[Segmentation mask data]
......
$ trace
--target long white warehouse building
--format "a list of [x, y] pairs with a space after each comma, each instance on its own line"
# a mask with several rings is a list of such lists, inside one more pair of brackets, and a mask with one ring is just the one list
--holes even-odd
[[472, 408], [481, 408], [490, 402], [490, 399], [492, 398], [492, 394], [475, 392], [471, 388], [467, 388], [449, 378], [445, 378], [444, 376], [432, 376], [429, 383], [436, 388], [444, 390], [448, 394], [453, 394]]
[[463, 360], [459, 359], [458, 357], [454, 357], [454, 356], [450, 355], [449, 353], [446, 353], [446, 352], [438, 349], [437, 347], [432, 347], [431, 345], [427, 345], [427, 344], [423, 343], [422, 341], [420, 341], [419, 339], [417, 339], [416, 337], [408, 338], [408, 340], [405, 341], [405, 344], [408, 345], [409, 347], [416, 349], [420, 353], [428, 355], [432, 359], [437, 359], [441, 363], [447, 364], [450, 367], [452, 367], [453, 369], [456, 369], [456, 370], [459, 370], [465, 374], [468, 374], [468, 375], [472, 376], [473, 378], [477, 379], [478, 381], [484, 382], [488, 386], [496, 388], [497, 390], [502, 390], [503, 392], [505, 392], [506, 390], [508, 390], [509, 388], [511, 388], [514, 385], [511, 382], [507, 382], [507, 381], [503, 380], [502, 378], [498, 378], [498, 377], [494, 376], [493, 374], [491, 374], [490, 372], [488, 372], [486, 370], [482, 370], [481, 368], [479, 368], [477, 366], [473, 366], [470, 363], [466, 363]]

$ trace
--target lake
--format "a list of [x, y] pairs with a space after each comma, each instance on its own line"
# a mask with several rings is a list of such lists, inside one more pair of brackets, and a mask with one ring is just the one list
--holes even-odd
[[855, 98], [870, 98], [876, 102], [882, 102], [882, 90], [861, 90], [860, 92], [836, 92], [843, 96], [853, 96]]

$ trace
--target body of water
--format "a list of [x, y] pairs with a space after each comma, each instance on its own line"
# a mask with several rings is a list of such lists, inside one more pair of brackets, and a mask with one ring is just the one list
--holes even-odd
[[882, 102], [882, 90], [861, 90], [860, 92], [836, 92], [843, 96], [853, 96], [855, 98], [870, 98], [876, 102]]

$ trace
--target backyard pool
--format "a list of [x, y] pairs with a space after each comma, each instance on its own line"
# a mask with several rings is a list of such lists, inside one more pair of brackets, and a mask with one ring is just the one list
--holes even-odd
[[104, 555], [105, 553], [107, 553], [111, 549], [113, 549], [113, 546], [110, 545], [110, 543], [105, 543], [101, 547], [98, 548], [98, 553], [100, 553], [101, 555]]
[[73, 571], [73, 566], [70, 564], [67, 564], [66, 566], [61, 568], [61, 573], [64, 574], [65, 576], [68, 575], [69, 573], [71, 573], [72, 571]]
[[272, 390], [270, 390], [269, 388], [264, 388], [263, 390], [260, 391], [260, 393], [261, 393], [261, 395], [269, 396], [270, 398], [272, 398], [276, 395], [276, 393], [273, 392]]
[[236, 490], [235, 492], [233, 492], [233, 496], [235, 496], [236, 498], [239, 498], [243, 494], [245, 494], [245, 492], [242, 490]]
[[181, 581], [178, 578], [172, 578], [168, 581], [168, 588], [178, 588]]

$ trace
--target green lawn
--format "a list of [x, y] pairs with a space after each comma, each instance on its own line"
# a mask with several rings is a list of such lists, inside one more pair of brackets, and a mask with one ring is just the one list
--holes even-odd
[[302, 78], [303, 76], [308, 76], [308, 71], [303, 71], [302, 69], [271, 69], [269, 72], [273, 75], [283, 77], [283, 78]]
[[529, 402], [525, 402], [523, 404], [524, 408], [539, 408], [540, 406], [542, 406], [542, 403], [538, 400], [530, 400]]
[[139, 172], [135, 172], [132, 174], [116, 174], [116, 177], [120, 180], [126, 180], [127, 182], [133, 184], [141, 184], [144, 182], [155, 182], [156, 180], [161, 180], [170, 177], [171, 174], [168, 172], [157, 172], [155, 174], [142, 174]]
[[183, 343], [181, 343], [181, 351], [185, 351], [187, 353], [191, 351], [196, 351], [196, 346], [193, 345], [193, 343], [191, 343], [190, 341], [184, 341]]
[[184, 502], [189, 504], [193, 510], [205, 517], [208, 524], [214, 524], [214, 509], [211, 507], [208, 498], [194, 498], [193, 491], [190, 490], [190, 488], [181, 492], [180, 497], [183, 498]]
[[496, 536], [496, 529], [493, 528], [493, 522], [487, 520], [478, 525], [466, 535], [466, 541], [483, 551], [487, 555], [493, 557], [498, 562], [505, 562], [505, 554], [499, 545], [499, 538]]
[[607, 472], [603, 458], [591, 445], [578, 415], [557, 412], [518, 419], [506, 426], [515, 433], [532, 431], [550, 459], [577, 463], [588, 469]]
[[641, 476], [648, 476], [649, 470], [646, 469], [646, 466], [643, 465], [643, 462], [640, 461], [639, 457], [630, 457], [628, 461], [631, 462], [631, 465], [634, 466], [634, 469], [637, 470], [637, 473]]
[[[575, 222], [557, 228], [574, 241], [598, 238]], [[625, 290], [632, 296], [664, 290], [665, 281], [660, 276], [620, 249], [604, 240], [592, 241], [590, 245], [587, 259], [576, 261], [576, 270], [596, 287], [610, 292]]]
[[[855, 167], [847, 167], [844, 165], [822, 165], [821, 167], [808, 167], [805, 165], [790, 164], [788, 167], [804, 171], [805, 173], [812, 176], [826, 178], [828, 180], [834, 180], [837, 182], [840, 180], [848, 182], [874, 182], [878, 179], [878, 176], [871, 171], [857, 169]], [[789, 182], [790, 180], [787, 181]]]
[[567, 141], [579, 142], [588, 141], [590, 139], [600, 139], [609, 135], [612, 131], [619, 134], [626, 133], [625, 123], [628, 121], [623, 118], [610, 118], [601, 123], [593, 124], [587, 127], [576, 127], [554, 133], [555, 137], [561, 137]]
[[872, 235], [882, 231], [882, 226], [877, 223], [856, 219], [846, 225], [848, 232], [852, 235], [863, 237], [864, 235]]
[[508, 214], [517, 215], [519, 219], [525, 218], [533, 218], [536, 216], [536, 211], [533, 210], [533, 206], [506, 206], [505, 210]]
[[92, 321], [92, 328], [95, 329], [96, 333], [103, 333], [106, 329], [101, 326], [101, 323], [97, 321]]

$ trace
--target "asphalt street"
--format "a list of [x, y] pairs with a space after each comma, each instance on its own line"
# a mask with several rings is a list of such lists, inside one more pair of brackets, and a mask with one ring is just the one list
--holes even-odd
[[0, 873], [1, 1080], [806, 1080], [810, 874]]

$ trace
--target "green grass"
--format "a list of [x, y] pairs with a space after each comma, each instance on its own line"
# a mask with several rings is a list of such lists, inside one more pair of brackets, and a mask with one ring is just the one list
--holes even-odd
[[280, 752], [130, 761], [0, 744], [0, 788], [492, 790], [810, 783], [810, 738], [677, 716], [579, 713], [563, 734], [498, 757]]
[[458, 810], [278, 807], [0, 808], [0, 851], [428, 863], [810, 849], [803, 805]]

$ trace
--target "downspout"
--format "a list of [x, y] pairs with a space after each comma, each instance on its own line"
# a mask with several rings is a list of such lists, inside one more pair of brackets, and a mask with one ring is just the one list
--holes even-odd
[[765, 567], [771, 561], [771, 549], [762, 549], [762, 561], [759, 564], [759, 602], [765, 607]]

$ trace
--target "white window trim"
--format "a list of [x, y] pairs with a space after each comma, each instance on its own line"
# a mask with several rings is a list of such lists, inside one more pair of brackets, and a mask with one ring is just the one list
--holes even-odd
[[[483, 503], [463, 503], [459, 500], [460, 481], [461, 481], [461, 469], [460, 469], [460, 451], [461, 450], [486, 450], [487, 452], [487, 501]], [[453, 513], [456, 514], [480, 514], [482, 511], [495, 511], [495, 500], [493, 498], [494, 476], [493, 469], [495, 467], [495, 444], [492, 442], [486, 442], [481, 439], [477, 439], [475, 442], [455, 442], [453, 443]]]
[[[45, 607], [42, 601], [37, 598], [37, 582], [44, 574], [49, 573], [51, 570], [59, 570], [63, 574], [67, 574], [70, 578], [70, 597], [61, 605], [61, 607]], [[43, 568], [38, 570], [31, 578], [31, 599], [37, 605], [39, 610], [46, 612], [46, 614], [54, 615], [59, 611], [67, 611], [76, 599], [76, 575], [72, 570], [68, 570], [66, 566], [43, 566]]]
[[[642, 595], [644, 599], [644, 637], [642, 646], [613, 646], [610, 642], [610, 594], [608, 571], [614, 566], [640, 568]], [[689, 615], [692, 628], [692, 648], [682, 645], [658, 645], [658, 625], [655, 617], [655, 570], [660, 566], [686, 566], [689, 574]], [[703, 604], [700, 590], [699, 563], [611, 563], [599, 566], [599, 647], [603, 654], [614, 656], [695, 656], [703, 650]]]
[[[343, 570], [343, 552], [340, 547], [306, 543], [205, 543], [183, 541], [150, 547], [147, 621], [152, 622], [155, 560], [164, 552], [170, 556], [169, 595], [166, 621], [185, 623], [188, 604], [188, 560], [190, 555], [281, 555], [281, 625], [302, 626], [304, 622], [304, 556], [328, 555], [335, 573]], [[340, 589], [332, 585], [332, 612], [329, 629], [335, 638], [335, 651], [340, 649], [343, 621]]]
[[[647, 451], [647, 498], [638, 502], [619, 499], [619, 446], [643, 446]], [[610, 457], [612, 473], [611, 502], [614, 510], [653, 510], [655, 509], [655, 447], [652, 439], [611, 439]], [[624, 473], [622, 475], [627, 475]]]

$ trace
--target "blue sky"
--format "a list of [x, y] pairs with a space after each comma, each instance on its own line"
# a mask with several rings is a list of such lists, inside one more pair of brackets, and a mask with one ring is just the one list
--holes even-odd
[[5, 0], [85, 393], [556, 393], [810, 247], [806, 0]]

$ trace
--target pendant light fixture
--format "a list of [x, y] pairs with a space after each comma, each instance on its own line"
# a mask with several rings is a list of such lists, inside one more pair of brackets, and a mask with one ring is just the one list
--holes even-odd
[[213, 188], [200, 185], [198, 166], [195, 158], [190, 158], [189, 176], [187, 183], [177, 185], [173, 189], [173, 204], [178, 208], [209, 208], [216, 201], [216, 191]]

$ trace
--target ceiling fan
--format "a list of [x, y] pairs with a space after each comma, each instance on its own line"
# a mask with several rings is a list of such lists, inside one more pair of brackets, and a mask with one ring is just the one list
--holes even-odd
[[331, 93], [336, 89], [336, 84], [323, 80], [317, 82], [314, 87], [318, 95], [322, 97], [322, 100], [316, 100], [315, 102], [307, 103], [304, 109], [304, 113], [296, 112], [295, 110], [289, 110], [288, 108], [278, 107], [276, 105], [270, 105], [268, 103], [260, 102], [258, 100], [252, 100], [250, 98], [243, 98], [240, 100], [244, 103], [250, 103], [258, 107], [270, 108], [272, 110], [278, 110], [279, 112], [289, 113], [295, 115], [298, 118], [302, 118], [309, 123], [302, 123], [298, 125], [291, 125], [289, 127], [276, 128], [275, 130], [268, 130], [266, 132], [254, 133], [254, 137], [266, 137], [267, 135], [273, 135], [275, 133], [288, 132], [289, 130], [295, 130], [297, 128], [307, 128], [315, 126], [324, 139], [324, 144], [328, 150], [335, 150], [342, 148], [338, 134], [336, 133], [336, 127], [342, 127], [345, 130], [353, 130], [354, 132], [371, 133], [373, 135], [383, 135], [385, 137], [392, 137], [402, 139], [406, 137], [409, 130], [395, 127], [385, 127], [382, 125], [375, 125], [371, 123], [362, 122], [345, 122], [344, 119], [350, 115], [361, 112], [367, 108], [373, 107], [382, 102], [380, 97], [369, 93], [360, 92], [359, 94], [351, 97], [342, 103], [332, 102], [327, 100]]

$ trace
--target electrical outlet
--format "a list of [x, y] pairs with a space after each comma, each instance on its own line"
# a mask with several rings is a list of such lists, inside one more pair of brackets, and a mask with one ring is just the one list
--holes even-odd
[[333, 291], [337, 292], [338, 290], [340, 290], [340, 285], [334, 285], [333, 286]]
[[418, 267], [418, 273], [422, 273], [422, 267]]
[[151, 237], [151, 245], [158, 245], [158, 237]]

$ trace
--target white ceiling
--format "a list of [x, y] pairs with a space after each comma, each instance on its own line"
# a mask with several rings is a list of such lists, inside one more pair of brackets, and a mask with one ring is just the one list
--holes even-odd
......
Task statement
Scan the records for the string "ceiling" and show every line that contains it.

Exercise answer
--target ceiling fan
--target white ceiling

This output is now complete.